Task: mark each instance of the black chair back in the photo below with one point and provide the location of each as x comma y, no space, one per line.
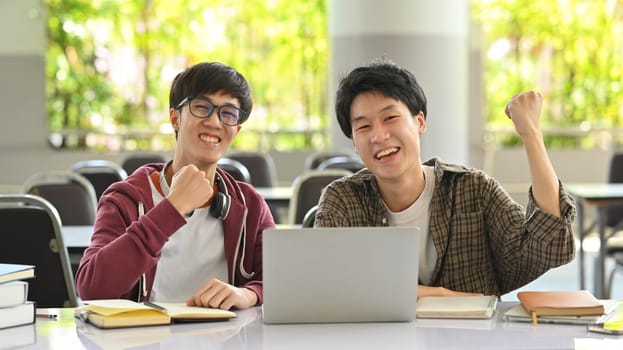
72,195
260,165
235,169
101,174
614,214
342,162
136,160
31,235
307,189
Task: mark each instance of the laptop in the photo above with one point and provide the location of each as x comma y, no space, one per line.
330,275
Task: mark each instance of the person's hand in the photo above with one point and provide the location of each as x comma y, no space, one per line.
189,189
426,291
220,295
524,110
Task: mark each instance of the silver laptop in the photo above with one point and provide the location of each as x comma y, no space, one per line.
319,275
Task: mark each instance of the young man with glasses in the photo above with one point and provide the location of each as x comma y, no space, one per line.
474,238
185,230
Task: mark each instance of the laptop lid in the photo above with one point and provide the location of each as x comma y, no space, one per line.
318,275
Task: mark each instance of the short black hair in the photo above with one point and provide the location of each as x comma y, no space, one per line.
382,76
208,78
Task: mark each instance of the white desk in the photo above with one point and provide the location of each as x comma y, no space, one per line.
599,196
248,332
276,194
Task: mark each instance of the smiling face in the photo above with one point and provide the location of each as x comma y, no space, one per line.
202,141
386,136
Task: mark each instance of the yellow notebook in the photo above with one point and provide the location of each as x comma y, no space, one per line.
120,313
560,303
470,306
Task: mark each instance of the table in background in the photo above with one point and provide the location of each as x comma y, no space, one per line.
600,196
247,331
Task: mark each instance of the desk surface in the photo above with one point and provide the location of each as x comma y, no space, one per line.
275,193
596,191
248,332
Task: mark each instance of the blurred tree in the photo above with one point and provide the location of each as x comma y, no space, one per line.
110,64
571,51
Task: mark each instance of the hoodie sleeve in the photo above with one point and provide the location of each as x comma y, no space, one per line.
124,245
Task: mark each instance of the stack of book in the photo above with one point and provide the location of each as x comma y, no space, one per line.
15,309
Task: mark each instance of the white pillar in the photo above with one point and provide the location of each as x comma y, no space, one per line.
429,38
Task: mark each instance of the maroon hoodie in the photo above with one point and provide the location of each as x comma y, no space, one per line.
129,234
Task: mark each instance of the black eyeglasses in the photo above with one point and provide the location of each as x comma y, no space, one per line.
202,107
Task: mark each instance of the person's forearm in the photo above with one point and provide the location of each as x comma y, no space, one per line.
545,184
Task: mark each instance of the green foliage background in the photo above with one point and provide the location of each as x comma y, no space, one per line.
==============================
Rewrite every one of the items above with "one on each line" in place of each "one per line", leaving all else unchanged. Omit the pictures from your answer.

[ANSWER TO THIS PROBLEM]:
Task: mark each instance of the black chair back in the photo below with one point and provide the location of each as x comma y, no space, one on each line.
72,195
260,165
235,169
101,174
614,214
342,162
136,160
31,235
307,189
Task: mark each instance of the laptop in the photo above with one point and provide the location of each as x comma y, no space, one on each line.
330,275
Task: mark each instance of the person's hand in the photo above with one point and provide the location of each as x comma y, no space, one on each line.
189,189
426,291
220,295
524,110
Task: mark each instance of the silver laptop in the photo above with one point and provide the location of each as x comma y, no space, one on each line.
319,275
Task: mark each instance of the young man with glasses in the photo above with one point and provide the location of each as x comma y, no space, one on each line.
474,238
185,230
Task: mark each instance of the laptop lid in the photo above with one point and provide the location of each as x comma y, no space, one on each line.
318,275
Task: mark each instance of the short black hair in the photo above with one point and provide the location of each as x comma y, no space, one on each line.
382,76
208,78
Task: mark each instance of the white desk in the photo above with one point and provide the location of each as x comma y, no space, one on each line.
599,196
248,332
276,194
Task: mark each instance of the smiling face in the photo above with one point and provide the location of each as x comma y, no space, one on each line.
202,141
386,136
Task: mark each instance of the yellow notebook in the photo above with one point and provide the location of each as x comma y, no space, one on each line.
120,313
560,303
470,306
Task: mark each instance of the table in background in the photo above with one point and provide the location of each as x comma y, no space, one on each line.
600,196
247,331
Task: mark each instance of the desk surface in the photo above with one point and provide the location of each as x comma y, no space, one on each line.
275,193
596,191
248,332
Task: mark each instance of the blurred tree in the photo above with one point and provide the location of each as x comma y, no space, one on each line.
110,64
571,51
Task: mark each instance of the hoodie sleeve in the photo above with one point and provide the location of each as x comma y, no space, one on each line.
124,245
Task: mark each instance of the stack of book in the photo above with one point and provide the location of each as x comma y, no space, one on each line.
15,309
Task: mark each instance of the white pillar in the photo above with one point and provide the location of each as x comma y, no space, one on each line.
429,38
Task: mark each instance of the maroon hoodie in the photo above with one point and provide the location of each as x comma y, no space, one on each line.
129,234
Task: mark each instance of the black eyeglasses in the photo above with one point and provide the location of each as x comma y, no space, one on each line.
202,107
Task: mark each instance of the person's forearm in the photo above with one point and provide the location of each as x comma y, no space, one on each line.
545,184
Task: mark each instance of the green foliage background in the photo above with one point and provide the location of each as x comma y, no space, one on each line.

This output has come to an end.